• [What you will do]
The answer must consist of every line in the records that contains the word "roadside".

■ ■ ■ ■ ■ ■ ■

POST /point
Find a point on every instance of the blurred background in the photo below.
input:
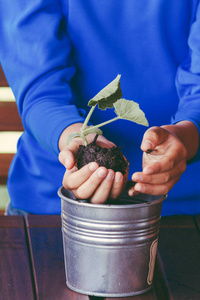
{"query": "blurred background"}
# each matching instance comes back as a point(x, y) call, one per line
point(8, 140)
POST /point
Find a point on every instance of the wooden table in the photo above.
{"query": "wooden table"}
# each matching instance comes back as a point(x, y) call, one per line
point(32, 264)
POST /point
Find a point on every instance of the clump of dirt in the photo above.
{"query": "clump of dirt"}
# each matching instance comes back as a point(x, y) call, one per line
point(111, 158)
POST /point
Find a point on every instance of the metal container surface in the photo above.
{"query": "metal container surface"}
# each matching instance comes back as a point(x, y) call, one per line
point(110, 250)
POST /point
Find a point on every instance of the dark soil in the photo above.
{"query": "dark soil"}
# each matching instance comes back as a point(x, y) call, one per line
point(111, 158)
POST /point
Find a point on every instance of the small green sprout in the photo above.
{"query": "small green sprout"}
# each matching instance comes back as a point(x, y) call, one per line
point(109, 97)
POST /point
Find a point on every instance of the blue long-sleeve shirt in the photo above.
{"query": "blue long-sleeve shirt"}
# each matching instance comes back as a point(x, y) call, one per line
point(57, 55)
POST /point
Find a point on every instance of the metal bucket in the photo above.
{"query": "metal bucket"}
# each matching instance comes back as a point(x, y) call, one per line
point(110, 249)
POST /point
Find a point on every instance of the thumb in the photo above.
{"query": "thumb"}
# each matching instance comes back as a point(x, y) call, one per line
point(153, 137)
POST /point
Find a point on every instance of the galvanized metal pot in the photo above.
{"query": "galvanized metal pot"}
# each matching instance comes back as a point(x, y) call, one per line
point(110, 249)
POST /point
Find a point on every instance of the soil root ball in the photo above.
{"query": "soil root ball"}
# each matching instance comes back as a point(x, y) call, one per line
point(111, 158)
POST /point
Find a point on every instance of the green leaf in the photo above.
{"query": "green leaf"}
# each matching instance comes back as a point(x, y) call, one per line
point(71, 136)
point(108, 95)
point(129, 110)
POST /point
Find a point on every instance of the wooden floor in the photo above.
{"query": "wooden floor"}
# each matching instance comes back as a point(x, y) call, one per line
point(32, 264)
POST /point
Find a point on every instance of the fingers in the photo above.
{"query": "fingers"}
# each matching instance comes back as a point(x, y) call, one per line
point(153, 137)
point(159, 183)
point(96, 183)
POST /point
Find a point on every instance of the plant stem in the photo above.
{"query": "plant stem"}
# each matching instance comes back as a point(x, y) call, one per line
point(88, 118)
point(86, 131)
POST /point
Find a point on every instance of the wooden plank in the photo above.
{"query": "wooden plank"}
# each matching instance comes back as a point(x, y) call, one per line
point(3, 81)
point(15, 273)
point(9, 117)
point(45, 238)
point(197, 220)
point(179, 248)
point(5, 161)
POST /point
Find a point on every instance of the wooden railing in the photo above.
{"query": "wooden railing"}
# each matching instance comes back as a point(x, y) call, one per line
point(9, 121)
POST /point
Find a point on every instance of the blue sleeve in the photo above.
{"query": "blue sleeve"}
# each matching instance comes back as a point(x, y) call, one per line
point(35, 56)
point(188, 81)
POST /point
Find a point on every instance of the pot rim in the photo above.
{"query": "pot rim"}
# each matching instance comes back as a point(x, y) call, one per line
point(154, 200)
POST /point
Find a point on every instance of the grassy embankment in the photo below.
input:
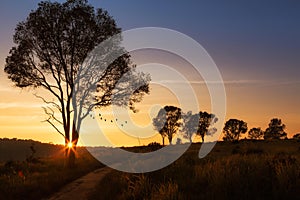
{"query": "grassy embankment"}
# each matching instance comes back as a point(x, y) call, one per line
point(38, 177)
point(244, 170)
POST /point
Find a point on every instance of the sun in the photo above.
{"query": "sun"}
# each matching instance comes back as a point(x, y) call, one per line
point(70, 145)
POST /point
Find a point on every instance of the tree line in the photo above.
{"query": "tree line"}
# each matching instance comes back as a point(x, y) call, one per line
point(170, 120)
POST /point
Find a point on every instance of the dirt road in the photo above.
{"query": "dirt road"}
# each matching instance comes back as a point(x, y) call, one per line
point(82, 187)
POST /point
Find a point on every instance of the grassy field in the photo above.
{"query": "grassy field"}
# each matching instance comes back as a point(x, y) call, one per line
point(244, 170)
point(37, 178)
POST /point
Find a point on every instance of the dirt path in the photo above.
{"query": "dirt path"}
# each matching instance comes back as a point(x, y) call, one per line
point(82, 187)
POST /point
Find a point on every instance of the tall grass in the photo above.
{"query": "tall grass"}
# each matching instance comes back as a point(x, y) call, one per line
point(37, 180)
point(257, 170)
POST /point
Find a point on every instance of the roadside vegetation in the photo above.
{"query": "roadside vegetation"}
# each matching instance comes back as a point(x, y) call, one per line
point(38, 177)
point(249, 169)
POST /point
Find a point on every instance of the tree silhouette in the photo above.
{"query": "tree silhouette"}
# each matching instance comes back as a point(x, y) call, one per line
point(296, 136)
point(233, 129)
point(205, 121)
point(51, 45)
point(199, 124)
point(167, 122)
point(275, 130)
point(255, 133)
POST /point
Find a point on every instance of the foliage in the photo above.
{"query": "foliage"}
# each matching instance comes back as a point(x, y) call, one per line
point(275, 130)
point(255, 133)
point(167, 122)
point(51, 45)
point(233, 129)
point(296, 136)
point(38, 180)
point(200, 124)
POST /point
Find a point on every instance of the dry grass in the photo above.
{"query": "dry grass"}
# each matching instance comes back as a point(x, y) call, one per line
point(39, 179)
point(245, 170)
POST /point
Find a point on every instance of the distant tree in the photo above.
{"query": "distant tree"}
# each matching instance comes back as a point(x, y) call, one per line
point(206, 120)
point(167, 122)
point(296, 136)
point(199, 124)
point(190, 125)
point(51, 46)
point(275, 130)
point(233, 129)
point(256, 133)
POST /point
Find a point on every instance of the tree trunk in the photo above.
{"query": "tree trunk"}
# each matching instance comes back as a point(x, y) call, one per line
point(72, 151)
point(170, 140)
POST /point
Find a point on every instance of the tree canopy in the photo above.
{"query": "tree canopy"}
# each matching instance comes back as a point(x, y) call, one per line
point(255, 133)
point(51, 45)
point(233, 129)
point(200, 124)
point(275, 130)
point(167, 122)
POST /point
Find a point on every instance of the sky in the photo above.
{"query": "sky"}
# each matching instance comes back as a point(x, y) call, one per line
point(255, 45)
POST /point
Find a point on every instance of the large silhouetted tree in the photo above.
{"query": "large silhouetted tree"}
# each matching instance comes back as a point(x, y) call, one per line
point(167, 122)
point(200, 124)
point(275, 130)
point(233, 129)
point(255, 133)
point(51, 45)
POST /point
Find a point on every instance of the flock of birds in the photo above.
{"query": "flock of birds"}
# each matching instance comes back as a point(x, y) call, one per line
point(102, 118)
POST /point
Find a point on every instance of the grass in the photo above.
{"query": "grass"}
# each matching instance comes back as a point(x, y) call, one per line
point(244, 170)
point(41, 177)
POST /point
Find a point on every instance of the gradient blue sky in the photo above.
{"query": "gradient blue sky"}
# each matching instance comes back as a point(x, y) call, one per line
point(255, 44)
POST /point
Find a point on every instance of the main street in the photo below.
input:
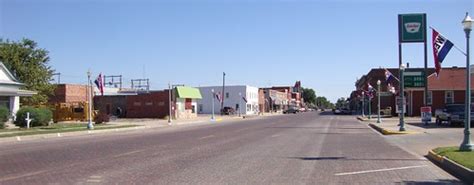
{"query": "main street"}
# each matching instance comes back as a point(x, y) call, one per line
point(307, 148)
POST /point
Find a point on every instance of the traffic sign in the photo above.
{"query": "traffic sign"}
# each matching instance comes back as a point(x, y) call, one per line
point(412, 27)
point(414, 78)
point(397, 104)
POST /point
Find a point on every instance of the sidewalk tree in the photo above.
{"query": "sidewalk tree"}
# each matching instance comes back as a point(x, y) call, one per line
point(341, 102)
point(30, 65)
point(309, 96)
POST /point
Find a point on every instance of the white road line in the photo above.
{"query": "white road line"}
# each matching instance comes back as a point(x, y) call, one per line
point(210, 136)
point(23, 175)
point(379, 170)
point(128, 153)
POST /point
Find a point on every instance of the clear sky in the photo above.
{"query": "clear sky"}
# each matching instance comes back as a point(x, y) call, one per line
point(325, 44)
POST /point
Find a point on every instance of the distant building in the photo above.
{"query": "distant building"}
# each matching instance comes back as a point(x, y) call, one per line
point(231, 99)
point(151, 104)
point(448, 88)
point(10, 91)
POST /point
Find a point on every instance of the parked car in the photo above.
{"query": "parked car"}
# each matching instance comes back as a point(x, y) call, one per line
point(453, 113)
point(228, 111)
point(291, 110)
point(386, 111)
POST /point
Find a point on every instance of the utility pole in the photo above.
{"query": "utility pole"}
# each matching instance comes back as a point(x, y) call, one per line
point(59, 77)
point(169, 100)
point(223, 93)
point(89, 92)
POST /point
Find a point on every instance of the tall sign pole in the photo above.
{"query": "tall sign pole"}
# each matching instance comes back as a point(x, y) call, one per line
point(411, 29)
point(425, 101)
point(223, 93)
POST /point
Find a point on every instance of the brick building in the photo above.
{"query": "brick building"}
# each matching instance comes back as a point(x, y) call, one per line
point(69, 93)
point(449, 88)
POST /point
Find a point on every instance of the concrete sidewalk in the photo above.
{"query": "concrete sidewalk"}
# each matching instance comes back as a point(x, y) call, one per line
point(140, 125)
point(390, 125)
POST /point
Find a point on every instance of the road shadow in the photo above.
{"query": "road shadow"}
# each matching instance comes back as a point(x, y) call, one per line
point(433, 125)
point(351, 159)
point(439, 181)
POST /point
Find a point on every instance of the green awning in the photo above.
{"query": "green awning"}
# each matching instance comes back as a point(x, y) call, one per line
point(188, 92)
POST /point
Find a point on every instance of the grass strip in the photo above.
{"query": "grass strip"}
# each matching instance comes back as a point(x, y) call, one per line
point(57, 129)
point(463, 158)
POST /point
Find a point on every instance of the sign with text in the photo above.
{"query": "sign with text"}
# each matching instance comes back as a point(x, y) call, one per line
point(412, 27)
point(425, 114)
point(414, 78)
point(398, 108)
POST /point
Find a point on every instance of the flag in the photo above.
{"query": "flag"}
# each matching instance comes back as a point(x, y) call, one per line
point(100, 84)
point(218, 96)
point(369, 88)
point(441, 47)
point(391, 88)
point(245, 99)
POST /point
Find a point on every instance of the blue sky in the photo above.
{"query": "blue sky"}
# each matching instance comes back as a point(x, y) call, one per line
point(325, 44)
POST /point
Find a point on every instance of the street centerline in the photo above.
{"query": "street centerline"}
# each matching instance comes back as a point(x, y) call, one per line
point(207, 137)
point(379, 170)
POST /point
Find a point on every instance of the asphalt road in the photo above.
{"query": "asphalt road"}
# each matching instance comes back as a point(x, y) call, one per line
point(306, 148)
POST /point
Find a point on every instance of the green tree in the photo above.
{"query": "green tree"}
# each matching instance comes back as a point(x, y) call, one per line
point(309, 96)
point(323, 102)
point(30, 65)
point(341, 102)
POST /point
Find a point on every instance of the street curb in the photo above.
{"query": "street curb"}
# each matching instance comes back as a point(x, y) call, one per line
point(389, 132)
point(91, 132)
point(362, 119)
point(452, 167)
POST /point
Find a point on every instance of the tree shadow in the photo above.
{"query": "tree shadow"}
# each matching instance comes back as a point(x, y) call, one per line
point(351, 159)
point(439, 181)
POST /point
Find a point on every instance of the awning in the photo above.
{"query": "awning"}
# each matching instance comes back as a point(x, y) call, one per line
point(17, 93)
point(188, 92)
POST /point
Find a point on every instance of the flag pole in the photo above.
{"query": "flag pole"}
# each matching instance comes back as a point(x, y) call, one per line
point(454, 45)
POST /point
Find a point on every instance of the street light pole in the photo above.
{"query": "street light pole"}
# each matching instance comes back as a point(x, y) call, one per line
point(466, 143)
point(89, 92)
point(378, 101)
point(370, 107)
point(402, 101)
point(240, 106)
point(213, 96)
point(363, 103)
point(169, 106)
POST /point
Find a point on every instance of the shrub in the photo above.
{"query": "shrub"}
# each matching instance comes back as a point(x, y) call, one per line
point(39, 116)
point(101, 118)
point(4, 114)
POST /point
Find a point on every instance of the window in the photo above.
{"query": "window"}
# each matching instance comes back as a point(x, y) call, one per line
point(429, 98)
point(448, 97)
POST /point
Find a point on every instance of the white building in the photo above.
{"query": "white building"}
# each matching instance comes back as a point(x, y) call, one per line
point(231, 99)
point(10, 91)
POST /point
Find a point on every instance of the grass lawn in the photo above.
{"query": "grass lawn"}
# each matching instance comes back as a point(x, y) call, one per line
point(463, 158)
point(56, 128)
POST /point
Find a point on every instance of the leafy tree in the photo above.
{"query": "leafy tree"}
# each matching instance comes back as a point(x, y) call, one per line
point(322, 102)
point(341, 102)
point(30, 65)
point(309, 96)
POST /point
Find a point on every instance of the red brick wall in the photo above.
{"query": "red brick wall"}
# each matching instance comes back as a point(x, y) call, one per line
point(66, 93)
point(459, 97)
point(101, 103)
point(417, 99)
point(151, 105)
point(437, 100)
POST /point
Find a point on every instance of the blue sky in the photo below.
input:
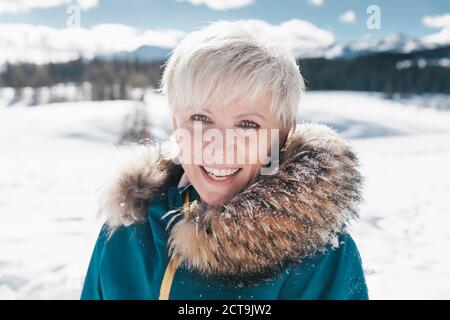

■ ■ ■ ■ ■ ■ ■

• [Answer area]
Find a point on every instance of the roadside vegetation in the photo above.
{"query": "roadside vegetation"}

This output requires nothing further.